#### TEXTE PROPOSÉ
──────────

Marie-Thérèse Eyquem
Marie-Thérèse Eyquem (1913-1978) est une personnalité un peu oubliée, même si une salle du siège du PS, rue de Solférino, porte son nom… D'origine modeste, venue du militantisme catholique, directrice des sports féminins au commissariat à l'Education et aux Sports jusqu'en 1942, elle participe à la propagande d'État sous Vichy, proposant une « doctrine Marie-Thérèse Eyquem » reprenant la gymnastique harmonique d'Irène Popard et la méthode de Georges Hébert. A la Libération, elle devient inspectrice des sports. C'est son engagement au sein du Mouvement démocratique féminin qui la conduit à la Convention des Institutions Républicaines.
En 1965, elle est secrétaire générale du comité de soutien à la candidature de Mitterrand puis chargée de la « promotion de la femme » dans le contre-gouvernement. Elle accepte d'y être la seule femme…
Après le congrès d'Epinay, le nouveau parti socialiste n'est guère plus ouvert aux femmes. Aucune femme au secrétariat national, au bureau exécutif et seulement trois femmes au comité directeur, dont Marie-Thérèse Eyquem, déléguée à l'action féminine.
La rencontre avec Marie-Thérèse Eyquem est « décisive » pour l'engagement futur d'Yvette Roudy. Parler de « mentor » n'est pas trop faible. « Avec Colette [Audry], l'important, c'était la discussion, la réflexion. Avec Marie-Thérèse Eyquem, ça a tout de suite été l'action, l'organisation, c'était une femme de mouvement, un personnage trépidant, brillant, coloré, très lyrique », se souvient Yvette Roudy.
Tous les témoignages convergent pour louer sa vitalité, sa générosité, sa perspicacité… Fumeuse de pipe, adepte des tailleurs masculins, entourée de femmes intelligentes qui se dévouaient pour elle, Marie-Thérèse Eyquem ne fait pas mystère de son homosexualité, mais ne l'affiche pas. C'est la maladie – un cancer – qui met fin à sa vie, la surprenant alors qu'elle est toujours en situation de responsabilité au PS.

──────────

#### ENREGISTREMENTS FOURNIS
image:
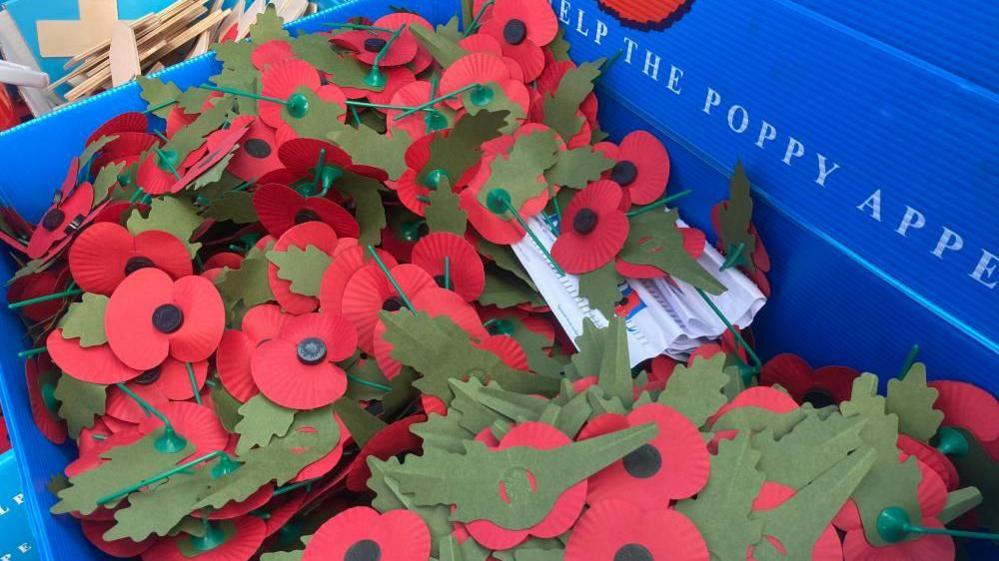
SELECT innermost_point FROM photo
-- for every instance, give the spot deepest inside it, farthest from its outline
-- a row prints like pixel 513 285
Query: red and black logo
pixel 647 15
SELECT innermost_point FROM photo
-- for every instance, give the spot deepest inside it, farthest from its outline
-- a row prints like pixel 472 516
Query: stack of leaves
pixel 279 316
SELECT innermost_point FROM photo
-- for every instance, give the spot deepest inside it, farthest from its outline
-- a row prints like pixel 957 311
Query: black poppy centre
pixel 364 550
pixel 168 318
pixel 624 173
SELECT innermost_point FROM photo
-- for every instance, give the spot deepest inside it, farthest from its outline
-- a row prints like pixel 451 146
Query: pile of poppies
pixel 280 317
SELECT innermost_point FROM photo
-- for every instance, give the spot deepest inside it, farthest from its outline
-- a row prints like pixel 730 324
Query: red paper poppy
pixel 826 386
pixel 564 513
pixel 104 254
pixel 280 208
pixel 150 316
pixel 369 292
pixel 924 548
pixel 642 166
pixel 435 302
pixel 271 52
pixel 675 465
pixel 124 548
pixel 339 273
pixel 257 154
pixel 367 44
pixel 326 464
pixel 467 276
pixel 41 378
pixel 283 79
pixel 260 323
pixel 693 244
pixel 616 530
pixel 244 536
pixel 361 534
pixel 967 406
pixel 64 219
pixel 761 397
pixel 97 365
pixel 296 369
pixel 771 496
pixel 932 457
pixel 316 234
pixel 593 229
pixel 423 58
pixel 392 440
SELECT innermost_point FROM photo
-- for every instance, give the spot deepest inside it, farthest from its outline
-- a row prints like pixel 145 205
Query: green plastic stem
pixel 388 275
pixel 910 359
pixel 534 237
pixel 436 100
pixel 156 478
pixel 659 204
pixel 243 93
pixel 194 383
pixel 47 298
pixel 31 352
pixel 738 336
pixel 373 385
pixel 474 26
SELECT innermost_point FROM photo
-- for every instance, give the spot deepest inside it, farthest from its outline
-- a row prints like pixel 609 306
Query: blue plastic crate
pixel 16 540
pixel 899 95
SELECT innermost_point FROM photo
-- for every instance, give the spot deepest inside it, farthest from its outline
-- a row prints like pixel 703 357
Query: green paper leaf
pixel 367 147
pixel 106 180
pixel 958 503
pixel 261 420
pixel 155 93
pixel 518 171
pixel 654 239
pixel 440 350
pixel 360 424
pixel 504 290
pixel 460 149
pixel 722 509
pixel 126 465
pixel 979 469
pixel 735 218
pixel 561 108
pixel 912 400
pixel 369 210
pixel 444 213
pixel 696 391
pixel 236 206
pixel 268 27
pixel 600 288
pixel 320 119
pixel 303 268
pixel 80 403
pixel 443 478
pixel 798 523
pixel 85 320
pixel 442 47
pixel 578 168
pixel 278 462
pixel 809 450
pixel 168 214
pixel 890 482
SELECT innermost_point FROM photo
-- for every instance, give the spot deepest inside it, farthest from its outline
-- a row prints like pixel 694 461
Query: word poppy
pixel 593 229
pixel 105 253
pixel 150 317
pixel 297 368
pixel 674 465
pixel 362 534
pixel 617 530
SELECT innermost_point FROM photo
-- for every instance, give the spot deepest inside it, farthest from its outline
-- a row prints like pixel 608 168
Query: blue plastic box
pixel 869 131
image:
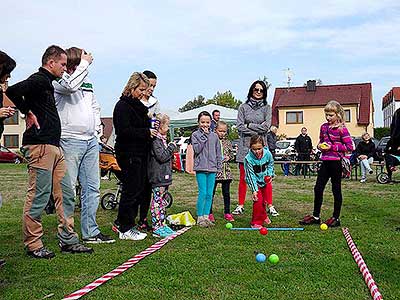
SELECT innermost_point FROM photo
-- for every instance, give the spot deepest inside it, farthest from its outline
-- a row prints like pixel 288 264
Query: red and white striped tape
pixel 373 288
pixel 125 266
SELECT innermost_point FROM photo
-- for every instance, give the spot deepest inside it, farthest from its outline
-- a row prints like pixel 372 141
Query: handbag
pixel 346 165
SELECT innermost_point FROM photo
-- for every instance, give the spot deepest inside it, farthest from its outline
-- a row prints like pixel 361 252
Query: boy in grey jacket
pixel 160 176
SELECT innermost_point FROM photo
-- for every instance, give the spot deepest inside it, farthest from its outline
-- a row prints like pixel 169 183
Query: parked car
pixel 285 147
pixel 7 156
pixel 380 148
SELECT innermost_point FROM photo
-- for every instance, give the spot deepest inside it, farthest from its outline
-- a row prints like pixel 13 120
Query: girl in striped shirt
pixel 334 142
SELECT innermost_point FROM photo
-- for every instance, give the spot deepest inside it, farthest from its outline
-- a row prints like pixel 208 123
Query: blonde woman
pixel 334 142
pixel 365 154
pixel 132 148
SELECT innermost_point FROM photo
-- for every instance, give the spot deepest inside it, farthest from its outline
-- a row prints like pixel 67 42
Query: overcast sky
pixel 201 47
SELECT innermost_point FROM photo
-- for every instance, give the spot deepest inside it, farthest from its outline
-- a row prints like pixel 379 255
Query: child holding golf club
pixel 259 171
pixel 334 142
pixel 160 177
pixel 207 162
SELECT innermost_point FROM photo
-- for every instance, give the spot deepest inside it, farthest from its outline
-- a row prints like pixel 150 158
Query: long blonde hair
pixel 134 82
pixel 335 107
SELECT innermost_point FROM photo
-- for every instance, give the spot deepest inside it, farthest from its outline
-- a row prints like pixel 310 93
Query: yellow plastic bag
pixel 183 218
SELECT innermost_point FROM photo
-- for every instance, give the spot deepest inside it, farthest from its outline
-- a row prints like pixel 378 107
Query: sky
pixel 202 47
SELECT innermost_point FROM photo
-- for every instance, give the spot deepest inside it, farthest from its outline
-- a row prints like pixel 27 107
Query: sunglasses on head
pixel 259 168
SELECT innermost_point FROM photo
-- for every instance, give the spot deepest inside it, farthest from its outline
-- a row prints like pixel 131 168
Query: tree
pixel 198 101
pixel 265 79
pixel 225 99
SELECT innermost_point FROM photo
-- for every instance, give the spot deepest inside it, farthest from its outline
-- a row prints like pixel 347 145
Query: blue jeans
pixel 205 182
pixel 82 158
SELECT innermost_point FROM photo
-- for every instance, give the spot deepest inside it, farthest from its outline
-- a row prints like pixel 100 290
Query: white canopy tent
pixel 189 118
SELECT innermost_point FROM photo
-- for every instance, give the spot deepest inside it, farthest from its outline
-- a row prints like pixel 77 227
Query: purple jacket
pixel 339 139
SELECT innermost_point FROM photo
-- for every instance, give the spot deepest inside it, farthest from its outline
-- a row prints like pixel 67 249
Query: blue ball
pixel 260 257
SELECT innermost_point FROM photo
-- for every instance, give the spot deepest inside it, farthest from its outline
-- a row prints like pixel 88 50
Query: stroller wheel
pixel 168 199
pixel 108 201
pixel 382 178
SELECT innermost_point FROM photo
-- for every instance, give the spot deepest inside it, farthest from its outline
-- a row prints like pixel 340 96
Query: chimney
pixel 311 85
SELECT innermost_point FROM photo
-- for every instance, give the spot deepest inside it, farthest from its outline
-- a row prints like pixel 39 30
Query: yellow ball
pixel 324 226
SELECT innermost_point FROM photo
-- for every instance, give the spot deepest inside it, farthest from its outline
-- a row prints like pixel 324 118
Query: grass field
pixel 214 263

──────────

#### TRAVAIL DEMANDÉ
1. Répondez à ces questions d'après le texte sur Marie-Thérèse Eyquem :
(a) Quel poste obtient-elle à la Libération ?
(b) En 1965, de quel comité est-elle secrétaire générale ?
(c) Combien de femmes siègent au comité directeur du parti socialiste après le congrès d'Epinay ?
2. Poursuivez le texte sur Marie-Thérèse Eyquem à partir de sa dernière phrase.

#### RÉPONSES PAR TÂCHE
1.
(a) Elle devient inspectrice des sports.
(b) Du comité de soutien à la candidature de Mitterrand.
(c) Trois femmes, dont Marie-Thérèse Eyquem.

2.
Yvette Roudy franc-maçonne
Yvette Roudy entre en franc-maçonnerie en 1968, à la Grande Loge féminine de France. Elle assume son appartenance mais en parle assez peu et garde pour elle les « vertus » ou avantages de la maçonnerie. On peut supposer tout de même qu'elle y apprend à mieux s'exprimer, qu'elle y trouve une sorte de formation continue, et qu'elle peut y rencontrer des femmes "différentes" mais pour partie aussi féministes. Elle y voit aussi une "remarquable école de démocratie". L'apport de la maçonnerie est aussi plus intime : "elle me donne des forces pour me construire et avoir le courage de prendre des décisions". Une fois ministre, Yvette Roudy s'entoure de certaines de ses "sœurs" dans son cabinet, mais elle se plaint aussi de ce que des quasi « inconnus » ou "inconnues" la sollicitent au nom de la "solidarité maçonnique". Elle reconnaît cependant que même si elle fut parfois déçue, elle a pu, après tel ou tel échec électoral, se ressourcer à travers la création d'une nouvelle Loge.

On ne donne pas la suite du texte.